▶ [Problem description] Below is a listing to repeat exactly, with its pictures left out.

▶ [Record set]
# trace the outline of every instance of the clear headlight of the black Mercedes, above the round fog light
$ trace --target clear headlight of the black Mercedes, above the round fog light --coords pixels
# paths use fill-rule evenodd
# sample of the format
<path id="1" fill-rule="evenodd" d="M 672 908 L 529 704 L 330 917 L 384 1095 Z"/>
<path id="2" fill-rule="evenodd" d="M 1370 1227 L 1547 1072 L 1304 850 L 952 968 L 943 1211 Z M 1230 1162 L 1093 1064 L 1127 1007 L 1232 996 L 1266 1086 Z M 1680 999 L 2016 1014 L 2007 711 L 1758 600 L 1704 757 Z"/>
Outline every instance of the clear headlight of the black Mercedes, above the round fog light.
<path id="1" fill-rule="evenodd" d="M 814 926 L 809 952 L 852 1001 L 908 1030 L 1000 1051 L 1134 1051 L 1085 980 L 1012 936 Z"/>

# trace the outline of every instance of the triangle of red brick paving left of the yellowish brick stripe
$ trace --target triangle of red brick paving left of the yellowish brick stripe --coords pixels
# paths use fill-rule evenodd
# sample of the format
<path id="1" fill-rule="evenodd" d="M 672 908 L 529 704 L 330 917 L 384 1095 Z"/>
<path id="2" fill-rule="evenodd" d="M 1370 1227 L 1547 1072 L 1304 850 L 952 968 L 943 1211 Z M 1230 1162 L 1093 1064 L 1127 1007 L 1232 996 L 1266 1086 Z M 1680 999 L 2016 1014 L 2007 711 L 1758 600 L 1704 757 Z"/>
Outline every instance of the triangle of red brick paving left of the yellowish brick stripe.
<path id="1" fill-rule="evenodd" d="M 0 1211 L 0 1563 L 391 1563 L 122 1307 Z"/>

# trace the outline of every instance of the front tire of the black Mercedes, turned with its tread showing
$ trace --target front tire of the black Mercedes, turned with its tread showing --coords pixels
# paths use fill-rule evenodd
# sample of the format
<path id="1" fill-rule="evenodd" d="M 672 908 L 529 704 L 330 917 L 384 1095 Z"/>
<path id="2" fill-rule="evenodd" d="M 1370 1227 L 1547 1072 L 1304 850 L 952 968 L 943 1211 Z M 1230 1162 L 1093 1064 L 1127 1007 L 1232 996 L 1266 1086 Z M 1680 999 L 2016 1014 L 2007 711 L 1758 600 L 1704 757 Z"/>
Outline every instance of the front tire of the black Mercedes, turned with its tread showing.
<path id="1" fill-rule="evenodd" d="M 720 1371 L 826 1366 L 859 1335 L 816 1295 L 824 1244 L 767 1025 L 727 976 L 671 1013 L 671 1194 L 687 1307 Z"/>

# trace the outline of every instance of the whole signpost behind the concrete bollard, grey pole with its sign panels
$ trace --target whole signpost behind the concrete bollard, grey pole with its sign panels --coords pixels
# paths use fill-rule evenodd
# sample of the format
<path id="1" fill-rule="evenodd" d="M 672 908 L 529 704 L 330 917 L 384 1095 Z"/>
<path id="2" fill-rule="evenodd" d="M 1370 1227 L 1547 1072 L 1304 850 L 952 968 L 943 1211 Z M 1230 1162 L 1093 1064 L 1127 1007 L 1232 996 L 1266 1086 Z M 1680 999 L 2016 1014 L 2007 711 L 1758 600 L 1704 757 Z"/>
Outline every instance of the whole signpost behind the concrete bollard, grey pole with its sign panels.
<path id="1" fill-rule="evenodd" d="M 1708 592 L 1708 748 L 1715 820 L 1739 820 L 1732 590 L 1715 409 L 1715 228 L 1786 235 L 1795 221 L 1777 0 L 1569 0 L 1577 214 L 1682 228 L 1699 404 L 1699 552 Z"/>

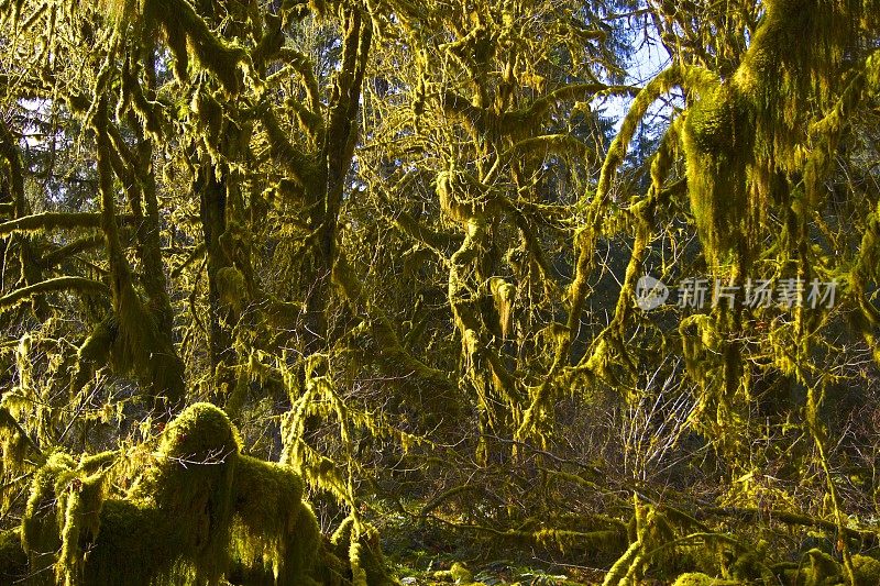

▶ [Answer section]
# trace the outline of every instance of the clear headlight of the black Mercedes, above the round fog light
$ trace --target clear headlight of the black Mercedes, above the round fog light --coords pixels
# paths use fill-rule evenodd
# sample of the format
<path id="1" fill-rule="evenodd" d="M 672 908 L 529 704 L 330 917 L 384 1095 Z"/>
<path id="2" fill-rule="evenodd" d="M 1370 1227 L 1547 1072 L 1304 850 L 952 968 L 943 1211 Z M 1230 1162 L 1093 1064 L 1127 1007 L 1232 996 L 1266 1086 Z M 1680 999 L 2016 1014 L 2007 711 L 1758 600 L 1704 757 Z"/>
Outline every instance of the clear headlight of the black Mercedes, above the round fog light.
<path id="1" fill-rule="evenodd" d="M 814 926 L 809 952 L 852 1001 L 908 1030 L 1000 1051 L 1134 1051 L 1085 980 L 1012 936 Z"/>

# trace the outline of every instance of the triangle of red brick paving left of the yellowish brick stripe
$ trace --target triangle of red brick paving left of the yellowish brick stripe --coords pixels
# paths use fill-rule evenodd
# sample of the format
<path id="1" fill-rule="evenodd" d="M 672 908 L 529 704 L 330 917 L 384 1095 Z"/>
<path id="2" fill-rule="evenodd" d="M 1370 1227 L 1547 1072 L 1304 850 L 952 968 L 943 1211 Z M 1230 1162 L 1093 1064 L 1127 1007 L 1232 996 L 1266 1086 Z M 1680 999 L 2016 1014 L 2007 711 L 1758 600 L 1704 757 Z"/>
Outline every instance of the triangle of red brick paving left of the yellowish brick stripe.
<path id="1" fill-rule="evenodd" d="M 0 1211 L 0 1563 L 391 1563 L 122 1307 Z"/>

# trace the outline of every instance of the front tire of the black Mercedes, turned with its tread showing
$ trace --target front tire of the black Mercedes, turned with its tread showing --coords pixels
# paths use fill-rule evenodd
# sample of the format
<path id="1" fill-rule="evenodd" d="M 672 908 L 529 704 L 330 917 L 384 1095 Z"/>
<path id="2" fill-rule="evenodd" d="M 1370 1227 L 1547 1072 L 1304 850 L 952 968 L 943 1211 Z M 1230 1162 L 1093 1064 L 1127 1007 L 1232 996 L 1266 1086 Z M 1680 999 L 2016 1014 L 2007 711 L 1758 600 L 1704 757 Z"/>
Outline every instance of the front tire of the black Mercedes, turned with its tread showing.
<path id="1" fill-rule="evenodd" d="M 720 1371 L 826 1366 L 859 1335 L 816 1295 L 824 1244 L 767 1025 L 727 976 L 671 1013 L 671 1194 L 687 1307 Z"/>

# trace the outline of every instance of the whole signpost behind the concrete bollard, grey pole with its sign panels
$ trace --target whole signpost behind the concrete bollard, grey pole with its sign panels --coords pixels
# paths use fill-rule evenodd
# sample of the format
<path id="1" fill-rule="evenodd" d="M 672 908 L 529 704 L 330 917 L 384 1095 Z"/>
<path id="2" fill-rule="evenodd" d="M 1370 1227 L 1547 1072 L 1304 850 L 952 968 L 943 1211 Z M 1230 1162 L 1093 1064 L 1127 1007 L 1232 996 L 1266 1086 Z M 1680 999 L 2016 1014 L 2007 711 L 1758 600 L 1704 757 Z"/>
Outline every instance of the whole signpost behind the concrete bollard, grey pole with its sign panels.
<path id="1" fill-rule="evenodd" d="M 1708 592 L 1708 748 L 1715 820 L 1739 820 L 1732 590 L 1715 409 L 1715 228 L 1786 235 L 1795 221 L 1777 0 L 1569 0 L 1577 214 L 1682 228 L 1699 404 L 1699 552 Z"/>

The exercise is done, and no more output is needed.